Repeat these records exactly, pictures excluded.

SOURCE MATERIAL START

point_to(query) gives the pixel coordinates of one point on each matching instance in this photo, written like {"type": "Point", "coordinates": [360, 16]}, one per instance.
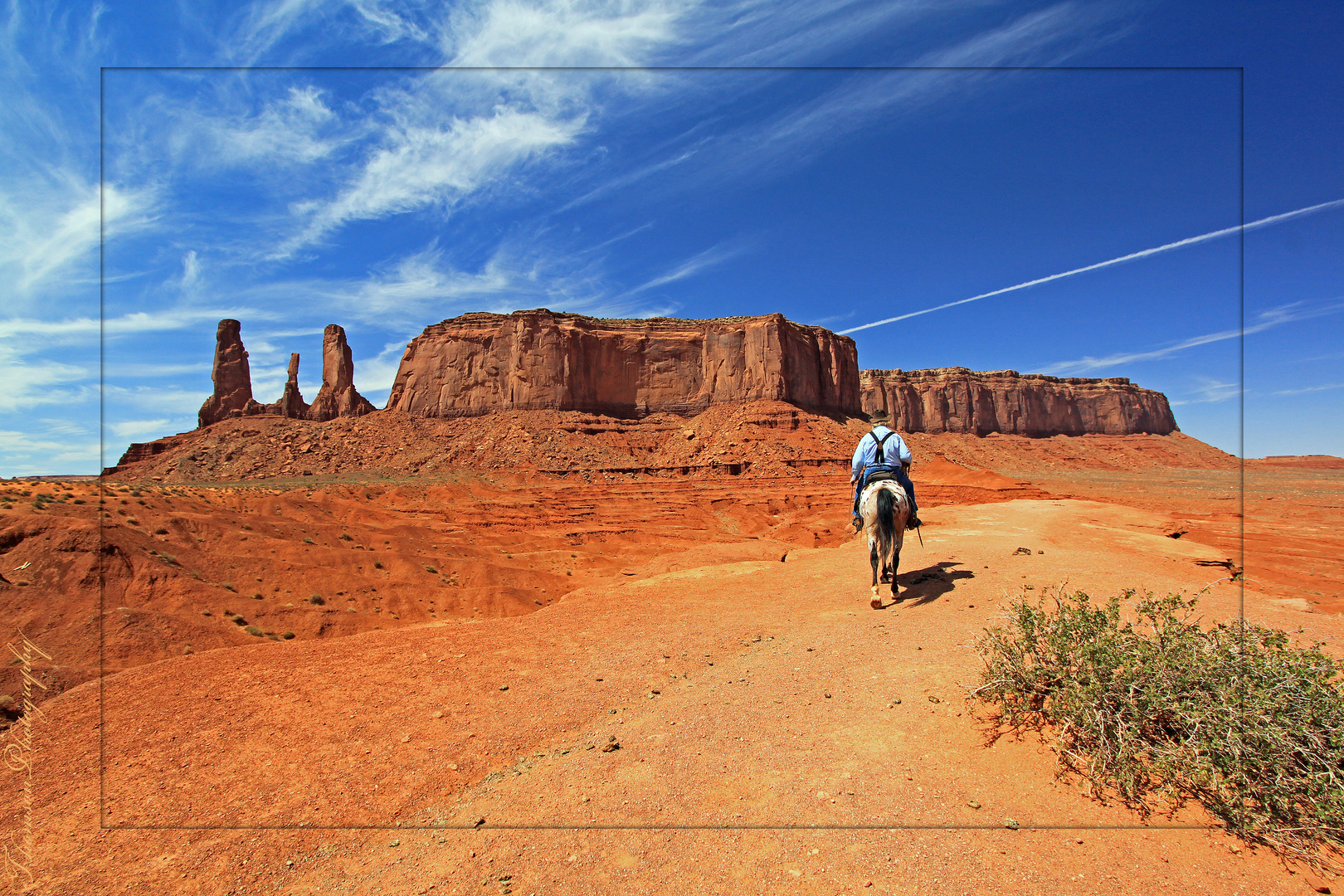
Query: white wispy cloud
{"type": "Point", "coordinates": [1211, 391]}
{"type": "Point", "coordinates": [1146, 253]}
{"type": "Point", "coordinates": [27, 383]}
{"type": "Point", "coordinates": [32, 453]}
{"type": "Point", "coordinates": [296, 128]}
{"type": "Point", "coordinates": [51, 230]}
{"type": "Point", "coordinates": [424, 165]}
{"type": "Point", "coordinates": [1311, 388]}
{"type": "Point", "coordinates": [129, 429]}
{"type": "Point", "coordinates": [88, 328]}
{"type": "Point", "coordinates": [1264, 321]}
{"type": "Point", "coordinates": [699, 262]}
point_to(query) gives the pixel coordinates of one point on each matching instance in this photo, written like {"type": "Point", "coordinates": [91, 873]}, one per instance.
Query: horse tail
{"type": "Point", "coordinates": [886, 522]}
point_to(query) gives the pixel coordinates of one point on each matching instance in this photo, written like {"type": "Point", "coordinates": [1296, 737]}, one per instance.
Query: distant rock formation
{"type": "Point", "coordinates": [546, 360]}
{"type": "Point", "coordinates": [338, 395]}
{"type": "Point", "coordinates": [230, 375]}
{"type": "Point", "coordinates": [292, 403]}
{"type": "Point", "coordinates": [955, 399]}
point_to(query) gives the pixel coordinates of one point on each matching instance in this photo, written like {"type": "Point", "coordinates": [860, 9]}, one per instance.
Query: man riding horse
{"type": "Point", "coordinates": [882, 455]}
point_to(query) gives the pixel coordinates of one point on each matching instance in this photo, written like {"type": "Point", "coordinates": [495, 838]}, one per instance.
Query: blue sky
{"type": "Point", "coordinates": [268, 186]}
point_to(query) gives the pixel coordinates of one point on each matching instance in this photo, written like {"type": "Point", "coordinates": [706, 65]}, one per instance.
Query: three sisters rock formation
{"type": "Point", "coordinates": [480, 363]}
{"type": "Point", "coordinates": [233, 382]}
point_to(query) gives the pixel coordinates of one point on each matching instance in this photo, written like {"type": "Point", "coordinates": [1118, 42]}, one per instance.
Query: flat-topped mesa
{"type": "Point", "coordinates": [548, 360]}
{"type": "Point", "coordinates": [955, 399]}
{"type": "Point", "coordinates": [338, 395]}
{"type": "Point", "coordinates": [230, 375]}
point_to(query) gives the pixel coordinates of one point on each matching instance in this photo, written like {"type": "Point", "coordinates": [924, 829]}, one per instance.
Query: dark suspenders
{"type": "Point", "coordinates": [882, 453]}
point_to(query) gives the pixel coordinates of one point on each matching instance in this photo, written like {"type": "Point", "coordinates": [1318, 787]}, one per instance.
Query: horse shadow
{"type": "Point", "coordinates": [930, 583]}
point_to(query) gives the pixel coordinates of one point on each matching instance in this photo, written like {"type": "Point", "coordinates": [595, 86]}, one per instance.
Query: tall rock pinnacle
{"type": "Point", "coordinates": [292, 402]}
{"type": "Point", "coordinates": [230, 373]}
{"type": "Point", "coordinates": [338, 397]}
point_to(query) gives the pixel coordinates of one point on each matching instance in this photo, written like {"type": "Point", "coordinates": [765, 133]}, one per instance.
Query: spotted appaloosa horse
{"type": "Point", "coordinates": [886, 509]}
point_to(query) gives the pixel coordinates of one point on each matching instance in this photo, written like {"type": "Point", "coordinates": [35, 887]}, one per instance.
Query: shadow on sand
{"type": "Point", "coordinates": [930, 583]}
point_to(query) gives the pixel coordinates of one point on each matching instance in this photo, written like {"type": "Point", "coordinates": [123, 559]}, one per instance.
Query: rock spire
{"type": "Point", "coordinates": [338, 395]}
{"type": "Point", "coordinates": [230, 375]}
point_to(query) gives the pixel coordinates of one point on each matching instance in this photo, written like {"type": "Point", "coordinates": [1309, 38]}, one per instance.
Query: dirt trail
{"type": "Point", "coordinates": [754, 703]}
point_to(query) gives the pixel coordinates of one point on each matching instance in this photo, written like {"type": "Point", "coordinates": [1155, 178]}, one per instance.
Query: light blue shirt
{"type": "Point", "coordinates": [866, 455]}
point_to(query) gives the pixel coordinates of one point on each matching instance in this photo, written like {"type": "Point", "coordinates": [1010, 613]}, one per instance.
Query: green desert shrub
{"type": "Point", "coordinates": [1164, 711]}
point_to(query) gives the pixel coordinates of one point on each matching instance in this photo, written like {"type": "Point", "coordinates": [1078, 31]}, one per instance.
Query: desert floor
{"type": "Point", "coordinates": [774, 733]}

SOURCE MATERIAL END

--- WRITTEN RESPONSE ---
point_to(query) gives the pixel coordinates of one point on each matching instance in this photo, written like {"type": "Point", "coordinates": [360, 16]}, one per instance.
Query: white wispy cloud
{"type": "Point", "coordinates": [1211, 391]}
{"type": "Point", "coordinates": [1146, 253]}
{"type": "Point", "coordinates": [27, 383]}
{"type": "Point", "coordinates": [32, 453]}
{"type": "Point", "coordinates": [296, 128]}
{"type": "Point", "coordinates": [51, 230]}
{"type": "Point", "coordinates": [424, 165]}
{"type": "Point", "coordinates": [1311, 388]}
{"type": "Point", "coordinates": [129, 429]}
{"type": "Point", "coordinates": [88, 328]}
{"type": "Point", "coordinates": [1264, 321]}
{"type": "Point", "coordinates": [699, 262]}
point_to(query) gives the pixel coordinates of one point on each matching instance in this photo, written like {"type": "Point", "coordinates": [91, 873]}, one per instance.
Query: horse tail
{"type": "Point", "coordinates": [886, 522]}
point_to(query) gives the pixel coordinates of one point on each matching instance in this photo, written like {"type": "Point", "coordinates": [1296, 737]}, one per instance.
Query: distant rock formation
{"type": "Point", "coordinates": [546, 360]}
{"type": "Point", "coordinates": [338, 395]}
{"type": "Point", "coordinates": [230, 375]}
{"type": "Point", "coordinates": [292, 403]}
{"type": "Point", "coordinates": [955, 399]}
point_to(query) gives the pixel coordinates of one point on each matching instance in this photo, written like {"type": "Point", "coordinates": [860, 9]}, one per instance.
Query: man riding horse
{"type": "Point", "coordinates": [882, 455]}
point_to(query) gives the pixel coordinates of one point on each matching instance in this photo, written like {"type": "Point", "coordinates": [495, 838]}, one per instance.
Query: blue sky
{"type": "Point", "coordinates": [268, 186]}
point_to(query) gives the pixel coordinates of one point on each matching instance in this photo, written like {"type": "Point", "coordinates": [706, 65]}, one per instance.
Query: three sisters rock formation
{"type": "Point", "coordinates": [480, 363]}
{"type": "Point", "coordinates": [233, 382]}
point_to(query) gives the pixel coordinates of one point on each matching instance in this photo, written like {"type": "Point", "coordinates": [1118, 42]}, one per instance.
Query: flat-topped mesa
{"type": "Point", "coordinates": [548, 360]}
{"type": "Point", "coordinates": [955, 399]}
{"type": "Point", "coordinates": [338, 395]}
{"type": "Point", "coordinates": [230, 375]}
point_to(query) gives the pixel coordinates of one point on each matching instance in this photo, written like {"type": "Point", "coordinates": [924, 829]}, one per instance.
Query: dark suspenders
{"type": "Point", "coordinates": [882, 453]}
point_to(query) gives the pixel coordinates of one point on each matching instance in this photo, written like {"type": "Point", "coordinates": [1318, 787]}, one per instance.
Query: horse shadow
{"type": "Point", "coordinates": [930, 583]}
point_to(query) gives the pixel coordinates of one point on each matching instance in this photo, written like {"type": "Point", "coordinates": [595, 86]}, one per instance.
Query: tall rock pinnacle
{"type": "Point", "coordinates": [292, 402]}
{"type": "Point", "coordinates": [230, 373]}
{"type": "Point", "coordinates": [338, 397]}
point_to(query) gives the pixel coordinates of one point on each matching instance in this photo, written like {"type": "Point", "coordinates": [765, 133]}, one per instance.
Query: spotted appaloosa horse
{"type": "Point", "coordinates": [886, 509]}
point_to(query) gives the pixel coordinates of one point on each matching instance in this photo, written like {"type": "Point", "coordinates": [35, 887]}, one per instance.
Query: shadow on sand
{"type": "Point", "coordinates": [930, 583]}
point_to(query) gives the pixel coordinates of one point on each matching instance in this photo, written like {"type": "Point", "coordinates": [123, 559]}, one per instance.
Query: rock spire
{"type": "Point", "coordinates": [338, 395]}
{"type": "Point", "coordinates": [230, 375]}
point_to(query) gives the pixel coordinates of one point on each matching instance in this photo, written like {"type": "Point", "coordinates": [1309, 38]}, one per instance.
Query: dirt trail
{"type": "Point", "coordinates": [754, 703]}
point_to(query) gives the pixel coordinates of one point on each matching instance in this photo, written like {"type": "Point", "coordinates": [1155, 178]}, one per instance.
Query: light blue shirt
{"type": "Point", "coordinates": [866, 455]}
point_to(query) gives the pixel coordinates of one point on each matching instance in this photo, written like {"type": "Point", "coordinates": [1010, 613]}, one per instance.
Query: green desert shrub
{"type": "Point", "coordinates": [1164, 711]}
point_to(query) gives the pixel coordinates of one point on each matching instance in this photo, written like {"type": "Point", "coordinates": [1078, 31]}, one per instance.
Query: desert floor
{"type": "Point", "coordinates": [774, 733]}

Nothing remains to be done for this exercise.